__AIM OF THE TASK__:
Your task is to transcribe all of the records exactly and leave out the pictures.

Pointing dataset excerpts:
## START
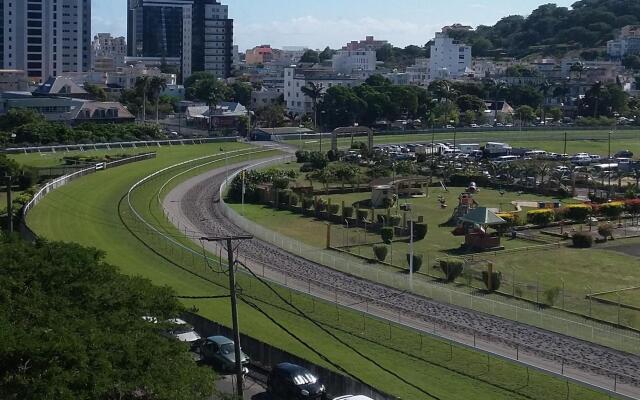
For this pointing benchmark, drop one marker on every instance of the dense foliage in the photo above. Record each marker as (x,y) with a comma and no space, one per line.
(30,128)
(72,328)
(553,30)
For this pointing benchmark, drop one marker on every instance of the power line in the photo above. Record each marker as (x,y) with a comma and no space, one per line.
(335,337)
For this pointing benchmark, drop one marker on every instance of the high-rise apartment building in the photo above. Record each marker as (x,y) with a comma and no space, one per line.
(195,35)
(108,53)
(46,37)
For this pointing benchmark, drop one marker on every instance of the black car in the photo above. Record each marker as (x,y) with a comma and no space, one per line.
(624,154)
(293,382)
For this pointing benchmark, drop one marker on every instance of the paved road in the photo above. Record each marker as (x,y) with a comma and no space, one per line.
(194,205)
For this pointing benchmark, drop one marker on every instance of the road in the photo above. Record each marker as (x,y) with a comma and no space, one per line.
(194,205)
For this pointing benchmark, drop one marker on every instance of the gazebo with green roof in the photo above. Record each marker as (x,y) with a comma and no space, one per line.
(476,224)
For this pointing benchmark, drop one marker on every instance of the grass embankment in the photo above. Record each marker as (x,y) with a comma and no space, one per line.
(87,211)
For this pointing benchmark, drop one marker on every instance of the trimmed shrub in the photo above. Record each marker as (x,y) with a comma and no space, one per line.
(578,212)
(582,240)
(320,205)
(307,203)
(347,212)
(417,262)
(387,235)
(419,231)
(606,231)
(395,221)
(362,215)
(293,200)
(540,217)
(452,268)
(496,280)
(380,252)
(302,157)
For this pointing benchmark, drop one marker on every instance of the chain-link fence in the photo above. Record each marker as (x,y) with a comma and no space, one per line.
(338,310)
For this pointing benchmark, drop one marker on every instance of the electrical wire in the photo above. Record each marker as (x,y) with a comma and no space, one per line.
(335,337)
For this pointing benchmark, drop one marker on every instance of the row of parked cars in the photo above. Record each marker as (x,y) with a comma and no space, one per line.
(286,381)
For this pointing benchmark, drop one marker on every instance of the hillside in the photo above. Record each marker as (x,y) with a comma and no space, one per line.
(554,31)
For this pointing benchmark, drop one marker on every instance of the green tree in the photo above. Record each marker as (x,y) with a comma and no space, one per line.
(77,332)
(310,56)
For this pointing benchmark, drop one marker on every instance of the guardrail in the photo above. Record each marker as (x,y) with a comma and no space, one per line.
(63,180)
(609,382)
(117,145)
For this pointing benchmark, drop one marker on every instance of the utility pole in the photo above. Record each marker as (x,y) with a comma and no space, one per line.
(234,307)
(9,204)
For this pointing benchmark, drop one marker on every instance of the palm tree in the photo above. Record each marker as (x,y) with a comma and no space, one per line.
(142,87)
(545,88)
(156,86)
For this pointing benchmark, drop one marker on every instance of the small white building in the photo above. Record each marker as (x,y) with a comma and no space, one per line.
(450,58)
(349,61)
(296,78)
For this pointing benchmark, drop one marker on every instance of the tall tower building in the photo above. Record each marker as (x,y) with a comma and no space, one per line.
(46,37)
(195,35)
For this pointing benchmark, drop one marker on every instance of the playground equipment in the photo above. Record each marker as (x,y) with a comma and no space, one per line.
(466,203)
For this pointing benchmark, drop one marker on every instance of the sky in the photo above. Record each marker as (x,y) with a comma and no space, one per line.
(320,23)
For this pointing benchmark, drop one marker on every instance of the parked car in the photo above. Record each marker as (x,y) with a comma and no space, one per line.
## END
__EXERCISE ANSWER__:
For this pointing benchmark, drop one marker on every instance of the dense foliage in the photo above. Record each marker as (x,y) with a comma and no space, one per line.
(30,128)
(72,328)
(553,30)
For this pointing benchmark, drop one marker on every instance of the power line in the photo above. Record each marker as (x,y) with a comma and no space, one per line.
(335,337)
For this pointing benchmark, drop one marker on every instance of the high-rise apartment building in the photo above. Record each marker as (x,y) with a comma and no space, one per line.
(195,35)
(108,53)
(46,37)
For this pointing benchmark, drop one marker on every instance of the black car in the photo above. Record each marker as (x,y) with a comma and no space, one per line.
(624,154)
(293,382)
For this pointing benchmark, drop one marker on every instance of the paved road in the photo above. Record each marker as (x,y) with a comma and no space, one per line.
(194,205)
For this pointing benchmark, drop one marker on every instance of the road in the photo above. Record each marker as (x,y) with a comma and no space, one per line.
(194,205)
For this pointing benchmark, drop one marker on every instance of the gazebo with green roof in the photo above. Record each marker as (x,y) with a comma and no space, one per line.
(476,224)
For this pointing benchmark, drop one marker on every instance of the grass embankment in the photo above. Record each marker as (x,y) with a comma and no space, one per line.
(87,211)
For this pointing benchmark, drop one marker on every instance of the trimmed shrub in the photo above. Record each marker as (x,y) with a comma and no space, one per line.
(578,212)
(582,240)
(320,205)
(307,203)
(347,212)
(417,262)
(387,235)
(419,231)
(606,231)
(395,221)
(362,215)
(293,200)
(540,217)
(452,268)
(496,280)
(380,252)
(302,157)
For this pointing benchmark, drop one marker on every instance of the chain-link fence in the photo above. Record each marker as (x,y) with a comma and no space, one per line.
(338,310)
For this pointing benchmark, drop one marker on every instance of the electrical wire in the photo above. Record each marker as (x,y) with a comma and no space, one per line.
(335,337)
For this pointing benchmark, drop one marker on every instance of the row of parked cars in the photo above. Record each marker as (x,y) with a comma and no space, one per line.
(286,381)
For this pointing benchmark, drop one marker on every instance of the hillside in the photo above. Record each marker as (x,y) with a comma and no space, one per line.
(554,31)
For this pointing benchmark, drop one marker on every instance of the green tree in the photo above. Record each marker as (x,y) with a comma and no space, one per line.
(77,332)
(310,56)
For this pointing benchmark, drop one marker on every instance of the guardrail in the photo above. Record each marker as (x,y) with a comma and no space, one per line.
(63,180)
(609,382)
(117,145)
For this pointing benchmark, drop one marker on every instance of the utility pole in the photo above. Record each marker as (x,y) with a comma and no space, one per line.
(234,307)
(9,204)
For this pointing benchmark, drop one marker on every instance of the palm tree in the photo above. Record each marker as (x,y) with a comma and no space, one per line.
(142,87)
(545,88)
(156,86)
For this pointing benchmark, drop one marker on every instance of the small white building in the photo above. Record each marker as (x,y) with a comma and no space, one per line.
(450,58)
(349,61)
(296,78)
For this pointing benchmark, drop one marker on every instance of the tall tower building in the photo above. Record each marker as (x,y) with a comma and no space, one per line.
(46,37)
(195,35)
For this pointing benchmark, drop one marker on every instance of the playground equipment in the photo above. Record each marker as (x,y) with a comma and no space, one per line.
(466,203)
For this pointing benchmark, drop one marker on every instance of the sky in the photo above. Record each marker as (x,y) with a comma and no space, one per line.
(320,23)
For this pointing benchmark, drop one marker on every instance of the parked car in the photo above. Record each marker as (x,y) with a comma and no space, one per line.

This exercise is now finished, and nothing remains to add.